- _Listed entries_:
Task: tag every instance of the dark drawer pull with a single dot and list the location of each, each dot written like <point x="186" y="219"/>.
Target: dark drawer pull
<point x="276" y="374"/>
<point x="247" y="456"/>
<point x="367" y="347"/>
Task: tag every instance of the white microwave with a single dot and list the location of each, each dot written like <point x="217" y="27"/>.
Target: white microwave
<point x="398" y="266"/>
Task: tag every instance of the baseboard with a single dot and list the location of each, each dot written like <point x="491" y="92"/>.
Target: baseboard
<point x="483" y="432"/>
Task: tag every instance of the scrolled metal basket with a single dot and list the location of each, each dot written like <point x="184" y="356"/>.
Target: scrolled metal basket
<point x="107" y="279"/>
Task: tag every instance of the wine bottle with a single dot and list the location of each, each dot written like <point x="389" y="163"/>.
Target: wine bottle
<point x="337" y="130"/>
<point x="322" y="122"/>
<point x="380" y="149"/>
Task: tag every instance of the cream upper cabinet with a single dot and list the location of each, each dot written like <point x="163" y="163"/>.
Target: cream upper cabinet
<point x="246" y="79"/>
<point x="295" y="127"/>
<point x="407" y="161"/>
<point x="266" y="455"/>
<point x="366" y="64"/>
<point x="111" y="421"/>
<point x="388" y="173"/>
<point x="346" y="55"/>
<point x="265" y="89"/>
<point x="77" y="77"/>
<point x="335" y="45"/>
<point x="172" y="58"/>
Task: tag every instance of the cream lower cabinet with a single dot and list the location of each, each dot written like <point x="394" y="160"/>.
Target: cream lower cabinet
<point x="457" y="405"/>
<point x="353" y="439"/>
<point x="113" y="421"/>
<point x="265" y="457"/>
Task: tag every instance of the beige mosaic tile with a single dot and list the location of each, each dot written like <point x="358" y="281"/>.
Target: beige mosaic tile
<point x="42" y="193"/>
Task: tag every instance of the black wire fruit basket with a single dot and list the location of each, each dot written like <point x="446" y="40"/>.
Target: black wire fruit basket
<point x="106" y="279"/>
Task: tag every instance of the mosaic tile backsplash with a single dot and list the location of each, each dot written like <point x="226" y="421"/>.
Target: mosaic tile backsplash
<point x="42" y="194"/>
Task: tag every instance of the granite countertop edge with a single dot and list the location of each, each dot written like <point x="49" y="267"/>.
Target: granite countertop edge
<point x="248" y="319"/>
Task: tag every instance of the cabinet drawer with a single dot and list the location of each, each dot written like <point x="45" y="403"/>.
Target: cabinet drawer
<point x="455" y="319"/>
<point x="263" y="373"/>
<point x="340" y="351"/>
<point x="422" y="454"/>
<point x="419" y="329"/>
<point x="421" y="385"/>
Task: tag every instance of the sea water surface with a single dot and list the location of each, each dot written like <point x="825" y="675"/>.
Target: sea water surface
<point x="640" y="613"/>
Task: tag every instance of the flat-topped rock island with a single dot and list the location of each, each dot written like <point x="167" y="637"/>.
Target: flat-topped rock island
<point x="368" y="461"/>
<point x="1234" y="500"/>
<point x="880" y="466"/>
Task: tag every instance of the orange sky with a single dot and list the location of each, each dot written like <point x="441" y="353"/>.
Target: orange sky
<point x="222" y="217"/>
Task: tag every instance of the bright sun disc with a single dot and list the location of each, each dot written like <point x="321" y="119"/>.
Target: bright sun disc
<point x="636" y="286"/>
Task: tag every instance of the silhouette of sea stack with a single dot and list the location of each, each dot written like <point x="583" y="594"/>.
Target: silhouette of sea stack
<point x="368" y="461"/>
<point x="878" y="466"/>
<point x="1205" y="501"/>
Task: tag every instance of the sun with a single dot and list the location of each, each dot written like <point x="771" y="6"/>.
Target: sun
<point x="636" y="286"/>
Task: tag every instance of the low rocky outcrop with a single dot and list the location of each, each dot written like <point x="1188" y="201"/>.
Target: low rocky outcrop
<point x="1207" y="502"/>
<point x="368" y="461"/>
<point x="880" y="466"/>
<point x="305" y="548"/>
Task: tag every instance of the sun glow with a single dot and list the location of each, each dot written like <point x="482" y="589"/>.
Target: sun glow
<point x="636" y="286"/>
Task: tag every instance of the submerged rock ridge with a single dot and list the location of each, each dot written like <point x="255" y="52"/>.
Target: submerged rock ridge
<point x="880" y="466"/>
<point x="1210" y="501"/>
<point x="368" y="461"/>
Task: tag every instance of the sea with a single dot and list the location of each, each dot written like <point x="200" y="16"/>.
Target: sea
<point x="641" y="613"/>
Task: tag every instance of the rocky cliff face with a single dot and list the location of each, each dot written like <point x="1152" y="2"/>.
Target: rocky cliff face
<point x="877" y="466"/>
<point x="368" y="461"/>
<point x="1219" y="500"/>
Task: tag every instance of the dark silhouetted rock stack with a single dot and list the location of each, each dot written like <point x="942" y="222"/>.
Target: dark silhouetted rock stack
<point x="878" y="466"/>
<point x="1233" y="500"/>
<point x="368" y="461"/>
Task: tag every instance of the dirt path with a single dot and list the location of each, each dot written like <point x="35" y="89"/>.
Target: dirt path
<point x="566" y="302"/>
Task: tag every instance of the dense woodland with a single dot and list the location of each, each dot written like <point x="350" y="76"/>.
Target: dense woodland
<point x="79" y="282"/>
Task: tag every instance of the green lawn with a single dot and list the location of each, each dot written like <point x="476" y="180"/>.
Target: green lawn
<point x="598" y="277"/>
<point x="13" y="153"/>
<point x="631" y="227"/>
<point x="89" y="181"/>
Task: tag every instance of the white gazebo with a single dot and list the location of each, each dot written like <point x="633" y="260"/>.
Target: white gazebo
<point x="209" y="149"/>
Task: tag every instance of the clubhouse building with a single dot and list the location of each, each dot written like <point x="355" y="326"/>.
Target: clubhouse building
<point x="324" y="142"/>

- _The problem_:
Return the data in its entirety, exactly as given.

- _Written response_:
Task: tag every instance of the dark drawer pull with a single dot and list the location of each, each dot written like <point x="186" y="219"/>.
Target: dark drawer pull
<point x="276" y="374"/>
<point x="247" y="456"/>
<point x="367" y="347"/>
Task: tag every instance of the white microwave with a single dot and list the location of each, each dot written like <point x="217" y="27"/>.
Target: white microwave
<point x="398" y="266"/>
Task: tag every instance of the baseboard with a single dot and list the location of each, each dot written like <point x="491" y="92"/>.
Target: baseboard
<point x="483" y="432"/>
Task: tag every instance of the scrolled metal basket with a single dot and list the location of each, each dot written like <point x="184" y="356"/>.
Target: scrolled metal basket
<point x="107" y="279"/>
Task: tag every instance of the wine bottle with a single dot and list the location of each, each dot written like <point x="389" y="163"/>.
Target: wine bottle
<point x="337" y="130"/>
<point x="322" y="122"/>
<point x="380" y="149"/>
Task: tag every instance of the cream upper cabinet with a single dot and list the location of each, each dot written like <point x="163" y="163"/>.
Target: cream upper cabinet
<point x="246" y="79"/>
<point x="295" y="127"/>
<point x="407" y="161"/>
<point x="266" y="455"/>
<point x="366" y="64"/>
<point x="111" y="421"/>
<point x="388" y="173"/>
<point x="346" y="55"/>
<point x="265" y="89"/>
<point x="77" y="77"/>
<point x="335" y="45"/>
<point x="172" y="58"/>
Task: tag every instance of the cream lower cabinet with a single dot and list the location of each, each dot written like <point x="394" y="160"/>.
Target: cream lower cabinet
<point x="457" y="405"/>
<point x="353" y="439"/>
<point x="113" y="421"/>
<point x="265" y="457"/>
Task: tag every instance of the beige mosaic tile with a single dot and list the location of each, each dot written like <point x="358" y="281"/>.
Target: beige mosaic tile
<point x="42" y="193"/>
Task: tag every instance of the black wire fruit basket with a single dot and list the location of each, each dot written like <point x="446" y="40"/>.
Target: black wire fruit basket
<point x="106" y="279"/>
Task: tag every instance of the mosaic tile backsplash with a single dot and list the location of each, each dot written like <point x="226" y="421"/>.
Target: mosaic tile backsplash
<point x="42" y="194"/>
Task: tag every instance of the granite countertop edge with a single dot and list the location of each, each dot written like <point x="49" y="267"/>.
Target: granite countertop edge
<point x="248" y="319"/>
Task: tag every instance of the cabinet drawer with a single dot and list the location of each, each dot written like <point x="45" y="403"/>.
Target: cabinet drawer
<point x="455" y="319"/>
<point x="263" y="373"/>
<point x="340" y="351"/>
<point x="422" y="454"/>
<point x="419" y="329"/>
<point x="421" y="385"/>
Task: tag every instance of the sea water surface with a single dot and list the location of each, each dot written like <point x="825" y="675"/>.
Target: sea water surface
<point x="640" y="613"/>
Task: tag every instance of the flat-topped rock island with a single dot and list the location of each, each dot written like <point x="167" y="637"/>.
Target: flat-topped rock island
<point x="368" y="461"/>
<point x="1234" y="500"/>
<point x="880" y="466"/>
Task: tag every instance of the orange sky with a single dot and list the location of each, each dot written like <point x="441" y="353"/>.
Target: orange sky
<point x="222" y="217"/>
Task: tag every instance of the bright sun disc with a single dot and list the location of each, each dot written like <point x="321" y="119"/>.
Target: bright sun disc
<point x="636" y="286"/>
Task: tag every instance of the silhouette of sea stack with a single dot and list the location of each, each dot written like <point x="583" y="594"/>.
Target: silhouette of sea stack
<point x="368" y="461"/>
<point x="878" y="466"/>
<point x="1205" y="501"/>
Task: tag every instance of the sun with a single dot and list the location of each, each dot written like <point x="771" y="6"/>.
Target: sun
<point x="636" y="286"/>
Task: tag every instance of the low rocky outcrop with a single dot and list the location of each, each dot written like <point x="1188" y="201"/>.
Target: low rocky outcrop
<point x="1207" y="502"/>
<point x="368" y="461"/>
<point x="880" y="466"/>
<point x="305" y="548"/>
Task: tag every instance of the sun glow with a single dot and list the location of each, each dot written like <point x="482" y="589"/>.
Target: sun glow
<point x="636" y="286"/>
Task: tag every instance of the submerged rock ridge with a single dot and list the location of each, each dot written like <point x="255" y="52"/>.
Target: submerged rock ridge
<point x="880" y="466"/>
<point x="1210" y="501"/>
<point x="368" y="461"/>
Task: tag every instance of the sea with a single dot and list the location of each, each dot written like <point x="200" y="16"/>.
Target: sea
<point x="641" y="613"/>
Task: tag every instance of the rocky cliff face with a single dot and list the location of each, each dot written like <point x="1152" y="2"/>.
Target: rocky cliff face
<point x="877" y="466"/>
<point x="368" y="461"/>
<point x="1219" y="500"/>
Task: tag every instance of the dark silhouetted rock stack with a single dot and list the location of each, each dot written like <point x="942" y="222"/>.
Target: dark silhouetted rock stack
<point x="878" y="466"/>
<point x="1233" y="500"/>
<point x="368" y="461"/>
Task: tag every instance of the dirt path with a single dot and list the location of each, each dot written like <point x="35" y="89"/>.
Target: dirt path
<point x="566" y="302"/>
Task: tag every instance of the dense woodland with a single dot and list the location of each, each dot written like <point x="350" y="76"/>.
Target: dense woodland
<point x="79" y="282"/>
Task: tag every instance of the green lawn with a single dot and list the location of each, each dot written like <point x="476" y="180"/>.
Target: green lawn
<point x="598" y="277"/>
<point x="13" y="153"/>
<point x="631" y="227"/>
<point x="89" y="181"/>
Task: tag every instance of the white gazebo with a single dot and list the location of each, each dot written like <point x="633" y="260"/>.
Target: white gazebo
<point x="209" y="149"/>
Task: tag every instance of the clubhouse building with a single dot and list the location of each, each dot written like <point x="355" y="326"/>.
Target: clubhouse building
<point x="324" y="142"/>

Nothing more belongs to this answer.